## Problem description:
Your task is to extract the lines from the one holding "Could you indicate the stained" through the end of the material. Set them down exactly and add nothing.

## Material to process:

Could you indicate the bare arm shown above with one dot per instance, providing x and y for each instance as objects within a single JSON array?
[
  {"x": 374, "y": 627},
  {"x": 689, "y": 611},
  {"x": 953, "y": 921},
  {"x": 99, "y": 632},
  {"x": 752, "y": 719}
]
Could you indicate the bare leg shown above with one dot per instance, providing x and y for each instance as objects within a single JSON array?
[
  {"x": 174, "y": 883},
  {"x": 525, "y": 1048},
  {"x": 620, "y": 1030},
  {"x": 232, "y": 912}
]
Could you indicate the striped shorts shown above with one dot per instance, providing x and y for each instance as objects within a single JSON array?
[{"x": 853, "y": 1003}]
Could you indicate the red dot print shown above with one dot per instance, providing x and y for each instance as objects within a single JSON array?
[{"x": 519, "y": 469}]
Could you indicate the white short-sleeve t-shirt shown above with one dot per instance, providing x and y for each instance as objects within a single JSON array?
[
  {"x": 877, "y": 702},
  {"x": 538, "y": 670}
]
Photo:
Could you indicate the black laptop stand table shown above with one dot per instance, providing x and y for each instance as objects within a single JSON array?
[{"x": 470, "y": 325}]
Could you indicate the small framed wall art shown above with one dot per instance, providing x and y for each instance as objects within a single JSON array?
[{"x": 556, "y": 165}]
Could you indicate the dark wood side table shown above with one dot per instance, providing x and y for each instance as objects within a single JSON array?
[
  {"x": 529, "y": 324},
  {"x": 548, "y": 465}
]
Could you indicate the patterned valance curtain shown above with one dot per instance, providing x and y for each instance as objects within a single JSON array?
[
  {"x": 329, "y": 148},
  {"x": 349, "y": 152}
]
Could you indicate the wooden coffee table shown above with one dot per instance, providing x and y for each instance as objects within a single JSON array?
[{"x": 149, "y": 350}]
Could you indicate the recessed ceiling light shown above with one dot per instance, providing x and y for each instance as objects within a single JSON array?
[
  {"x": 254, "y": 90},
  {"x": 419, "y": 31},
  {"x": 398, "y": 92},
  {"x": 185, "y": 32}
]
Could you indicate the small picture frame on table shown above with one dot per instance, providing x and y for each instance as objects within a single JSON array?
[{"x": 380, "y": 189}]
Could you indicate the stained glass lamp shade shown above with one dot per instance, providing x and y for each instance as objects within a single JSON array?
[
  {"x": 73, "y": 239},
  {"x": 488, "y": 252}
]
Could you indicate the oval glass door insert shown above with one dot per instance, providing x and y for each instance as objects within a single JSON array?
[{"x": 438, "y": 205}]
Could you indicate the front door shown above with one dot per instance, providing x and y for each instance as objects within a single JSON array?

## Expected output:
Could you indicate the stained glass lamp shade shown above with one dot per instance, providing x and y for each instance as objects within a single JSON array?
[
  {"x": 73, "y": 239},
  {"x": 488, "y": 252}
]
Could you indicate the oval glass door insert shown above with one dot per instance, providing x and y for each instance as objects within a single JSON array?
[{"x": 438, "y": 205}]
Could you indicate the front door shown above with one dot per instance, providing x and y for each instance as objects within a single JSON array?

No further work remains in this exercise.